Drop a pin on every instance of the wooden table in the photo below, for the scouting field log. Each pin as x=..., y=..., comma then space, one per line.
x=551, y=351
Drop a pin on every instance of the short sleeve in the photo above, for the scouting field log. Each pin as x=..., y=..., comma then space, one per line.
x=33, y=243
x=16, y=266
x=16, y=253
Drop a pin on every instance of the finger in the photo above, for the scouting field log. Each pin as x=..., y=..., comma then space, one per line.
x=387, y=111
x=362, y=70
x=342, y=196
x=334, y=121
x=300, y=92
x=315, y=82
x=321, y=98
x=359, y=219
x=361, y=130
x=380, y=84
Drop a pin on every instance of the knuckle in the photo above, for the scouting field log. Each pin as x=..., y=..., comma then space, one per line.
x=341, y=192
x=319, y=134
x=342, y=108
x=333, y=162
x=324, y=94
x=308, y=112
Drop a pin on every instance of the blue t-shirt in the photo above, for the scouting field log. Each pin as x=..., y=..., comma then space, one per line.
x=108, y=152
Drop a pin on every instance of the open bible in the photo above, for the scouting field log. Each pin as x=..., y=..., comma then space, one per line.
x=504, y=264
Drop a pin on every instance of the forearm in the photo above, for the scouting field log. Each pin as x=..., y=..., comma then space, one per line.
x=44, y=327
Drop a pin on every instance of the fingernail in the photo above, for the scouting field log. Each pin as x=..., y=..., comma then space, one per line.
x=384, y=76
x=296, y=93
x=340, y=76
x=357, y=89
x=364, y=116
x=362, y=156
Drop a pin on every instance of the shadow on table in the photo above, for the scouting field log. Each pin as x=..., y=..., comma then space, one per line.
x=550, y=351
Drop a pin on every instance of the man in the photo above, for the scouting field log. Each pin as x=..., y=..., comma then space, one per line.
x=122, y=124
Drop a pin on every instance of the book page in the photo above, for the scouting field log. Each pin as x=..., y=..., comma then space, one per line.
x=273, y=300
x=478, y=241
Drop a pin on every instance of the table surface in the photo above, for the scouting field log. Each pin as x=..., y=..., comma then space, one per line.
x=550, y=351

==============================

Reproduce all of the records above word for word, in the same order.

▶ **Solution to the problem**
Drop a pin on every instance of the wooden table in the photo below, for the scouting field log. Each pin as x=..., y=..., comma then space, one per line.
x=551, y=351
Drop a pin on every instance of the short sleeve in the photo above, for the scouting field log. Each pin as x=..., y=..., comma then space, one per line.
x=33, y=243
x=16, y=266
x=16, y=253
Drop a pin on every instance of the finger in the photo above, for the scouting field log. Each pin as x=..., y=..., comma then space, one per line.
x=387, y=111
x=362, y=70
x=342, y=196
x=334, y=121
x=300, y=92
x=315, y=82
x=321, y=98
x=359, y=219
x=361, y=130
x=380, y=84
Drop a pin on every instance of the knuckle in the photo above, for the scouting field log. Each pin as x=..., y=..., comma then space, one per line.
x=341, y=192
x=319, y=134
x=342, y=108
x=333, y=162
x=324, y=94
x=308, y=112
Drop a pin on every instance of the blue t-shirt in the photo above, for the scouting field log. Each pin as x=..., y=..., comma then space, one per line.
x=108, y=152
Drop a pin on every instance of the open bible in the photo above, for the scouting field log. Each pin as x=..., y=..., comma then space, one per line.
x=504, y=264
Drop a pin on every instance of the forearm in the photo above, for the scouting field log. Each pin as x=..., y=..., comma then space, one per line.
x=44, y=327
Drop a pin on every instance of the fingernail in the photo above, for the scouting field log. Each pin as x=..., y=..., comma then space, one per line.
x=384, y=76
x=296, y=93
x=340, y=76
x=357, y=89
x=364, y=116
x=362, y=156
Drop a pin on every instance of the shadow on table in the photo above, for the scouting field log. Each pin as x=..., y=..., comma then space, one per line.
x=550, y=351
Drop a pin on every instance of the man in the photo above, for the scouting field log. Each pin as x=..., y=..., comma then space, one per line.
x=122, y=124
Drop a pin on every instance of the book page in the photo above, for the scouting field log. Each pin as x=..., y=..., comma then space, one per line.
x=273, y=300
x=478, y=241
Drop a pin on every instance of the table surface in the photo above, for the scouting field log. Each pin as x=..., y=..., comma then space, one per line.
x=550, y=351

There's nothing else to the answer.